◆ **What you will do**: Return every line of the items below as a JSON list of strings, one string per line, with blank lines skipped and the pictures left out.
******************************
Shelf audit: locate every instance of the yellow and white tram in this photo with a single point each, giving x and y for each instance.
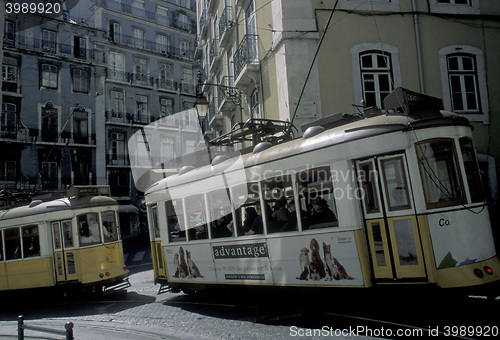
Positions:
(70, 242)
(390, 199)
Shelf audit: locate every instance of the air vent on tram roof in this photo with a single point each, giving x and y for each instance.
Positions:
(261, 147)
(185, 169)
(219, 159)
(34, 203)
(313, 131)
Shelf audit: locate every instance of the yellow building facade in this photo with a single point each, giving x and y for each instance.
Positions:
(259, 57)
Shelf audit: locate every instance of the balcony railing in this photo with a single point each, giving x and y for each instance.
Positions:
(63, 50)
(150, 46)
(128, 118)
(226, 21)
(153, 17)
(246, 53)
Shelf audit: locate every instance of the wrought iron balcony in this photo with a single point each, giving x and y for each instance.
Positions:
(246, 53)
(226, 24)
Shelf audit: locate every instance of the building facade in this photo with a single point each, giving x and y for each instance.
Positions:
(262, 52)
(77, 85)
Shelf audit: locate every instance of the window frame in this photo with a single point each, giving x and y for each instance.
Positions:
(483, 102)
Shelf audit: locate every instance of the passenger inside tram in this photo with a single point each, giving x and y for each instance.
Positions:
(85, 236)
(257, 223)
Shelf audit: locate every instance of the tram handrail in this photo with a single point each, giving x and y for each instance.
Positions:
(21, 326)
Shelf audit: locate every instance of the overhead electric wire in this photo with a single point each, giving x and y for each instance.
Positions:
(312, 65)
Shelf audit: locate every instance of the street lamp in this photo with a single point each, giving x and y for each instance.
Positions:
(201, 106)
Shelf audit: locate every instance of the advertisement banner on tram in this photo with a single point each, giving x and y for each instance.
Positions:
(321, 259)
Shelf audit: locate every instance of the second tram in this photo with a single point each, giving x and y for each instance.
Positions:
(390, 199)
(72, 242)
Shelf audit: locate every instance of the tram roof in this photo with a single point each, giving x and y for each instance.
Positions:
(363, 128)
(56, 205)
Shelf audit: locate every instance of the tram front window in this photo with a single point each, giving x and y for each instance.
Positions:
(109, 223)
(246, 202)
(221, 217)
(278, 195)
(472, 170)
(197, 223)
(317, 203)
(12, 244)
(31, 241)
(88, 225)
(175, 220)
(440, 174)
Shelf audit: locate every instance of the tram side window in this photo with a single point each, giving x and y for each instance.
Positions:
******************************
◆ **Written reply**:
[
  "Shelf audit: locate every instance of the yellow and white tram in this photo with a single point each, giving x and y for each instance.",
  "Positions:",
  "(70, 242)",
  "(390, 199)",
  "Shelf audit: locate every instance of the air vent on tram roof in this photo with a single point each, giving x and y for each instance.",
  "Positions:",
  "(261, 147)",
  "(185, 169)",
  "(219, 159)",
  "(34, 203)",
  "(313, 131)",
  "Shelf audit: locate every instance of the yellow building facade in this photo with a single point each, giving x and y for each instance.",
  "Positions:",
  "(259, 57)",
  "Shelf audit: locate every instance of the balcony railing in this photo with a single point each, giving x and y for each instance.",
  "Positions:",
  "(63, 50)",
  "(150, 46)",
  "(128, 118)",
  "(226, 21)",
  "(153, 17)",
  "(246, 53)",
  "Shelf audit: locate every instance of the wrought iron balcony in this photo with a single point each, giving x and y for each instance.",
  "Positions:",
  "(246, 53)",
  "(226, 24)",
  "Shelf audit: locate every instance of the building facade in this photo with a single point each, giving x and y for each instance.",
  "Positions:",
  "(262, 52)",
  "(77, 85)",
  "Shelf audit: locate every instance of the window frame in this photo with a single point each, giving x and y for each instance.",
  "Positions:",
  "(483, 102)",
  "Shelf audit: locate every instance of the passenger inside tram in this photo with a single point each, giving x and y for each instance.",
  "Positions:",
  "(85, 236)",
  "(257, 223)",
  "Shelf audit: locate every instance of the tram handrail in this photo with a single point each, giving x and y for each instance.",
  "Positions:",
  "(21, 326)",
  "Shelf audit: locate every instance of the overhead electric wire in this photo with a single point each, giving x and y for each instance.",
  "Positions:",
  "(312, 65)",
  "Shelf audit: locate every instance of the street lamp in this photo with a single point each, giving x and y for each instance.",
  "Positions:",
  "(201, 106)",
  "Shelf audit: locate every instance of the advertisement banner on tram in this photo with a single point each, giving x and y for each instance.",
  "Positions:",
  "(321, 259)",
  "Shelf audit: locate every instance of the second tram in this photo with a single point each, giving x and y for each instance.",
  "Positions:",
  "(390, 199)",
  "(72, 242)",
  "Shelf audit: locate every instance of the tram roof in this photo with a single point each, giving x and y for each instance.",
  "Positions:",
  "(363, 128)",
  "(56, 205)",
  "Shelf audit: locate every instance of the tram front window in this photo with a single point each, giving x and y for each instance.",
  "Positions:",
  "(109, 223)",
  "(246, 202)",
  "(221, 217)",
  "(278, 195)",
  "(472, 170)",
  "(197, 223)",
  "(317, 203)",
  "(12, 244)",
  "(31, 241)",
  "(88, 225)",
  "(175, 220)",
  "(440, 174)",
  "Shelf audit: locate every instance of the tram side window in this photo with a single point each, giving x and y for each instance.",
  "Positions:"
]